• [Entries supplied]
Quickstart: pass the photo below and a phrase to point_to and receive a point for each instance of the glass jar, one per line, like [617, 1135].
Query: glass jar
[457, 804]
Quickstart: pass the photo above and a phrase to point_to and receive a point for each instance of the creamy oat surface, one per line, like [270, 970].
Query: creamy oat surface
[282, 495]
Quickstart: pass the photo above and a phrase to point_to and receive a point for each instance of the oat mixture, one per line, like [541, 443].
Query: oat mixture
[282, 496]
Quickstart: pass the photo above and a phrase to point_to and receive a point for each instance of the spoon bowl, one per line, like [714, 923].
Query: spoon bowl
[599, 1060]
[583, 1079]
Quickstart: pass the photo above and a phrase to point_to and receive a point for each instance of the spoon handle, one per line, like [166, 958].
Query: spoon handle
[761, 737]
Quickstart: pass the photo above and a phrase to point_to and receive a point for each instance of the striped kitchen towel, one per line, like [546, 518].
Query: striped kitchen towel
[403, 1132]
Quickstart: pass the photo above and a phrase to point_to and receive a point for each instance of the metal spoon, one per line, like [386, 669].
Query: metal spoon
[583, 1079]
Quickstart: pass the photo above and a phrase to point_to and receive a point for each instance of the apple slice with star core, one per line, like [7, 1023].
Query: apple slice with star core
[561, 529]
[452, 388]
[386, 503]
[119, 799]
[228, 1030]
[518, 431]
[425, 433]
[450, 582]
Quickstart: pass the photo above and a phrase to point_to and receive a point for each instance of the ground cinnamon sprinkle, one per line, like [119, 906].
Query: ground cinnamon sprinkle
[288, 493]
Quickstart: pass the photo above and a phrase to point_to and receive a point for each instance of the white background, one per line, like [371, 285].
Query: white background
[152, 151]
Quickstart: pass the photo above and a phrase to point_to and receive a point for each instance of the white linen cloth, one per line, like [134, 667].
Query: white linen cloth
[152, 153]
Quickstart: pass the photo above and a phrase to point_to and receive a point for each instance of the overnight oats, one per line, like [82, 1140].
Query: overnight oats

• [Action item]
Your answer must be a single number: the count of lines in the records that include "overnight".

• [Answer space]
2